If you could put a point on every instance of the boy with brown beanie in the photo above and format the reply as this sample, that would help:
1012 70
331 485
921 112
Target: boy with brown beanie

→ **What to produce**: Can you retype all of the lines above, character for character?

→ **Written reply**:
If you could put a point on every instance of the boy with brown beanie in the photo above and format the reply as this sample, that would help:
1012 70
331 485
921 112
Target: boy with brown beanie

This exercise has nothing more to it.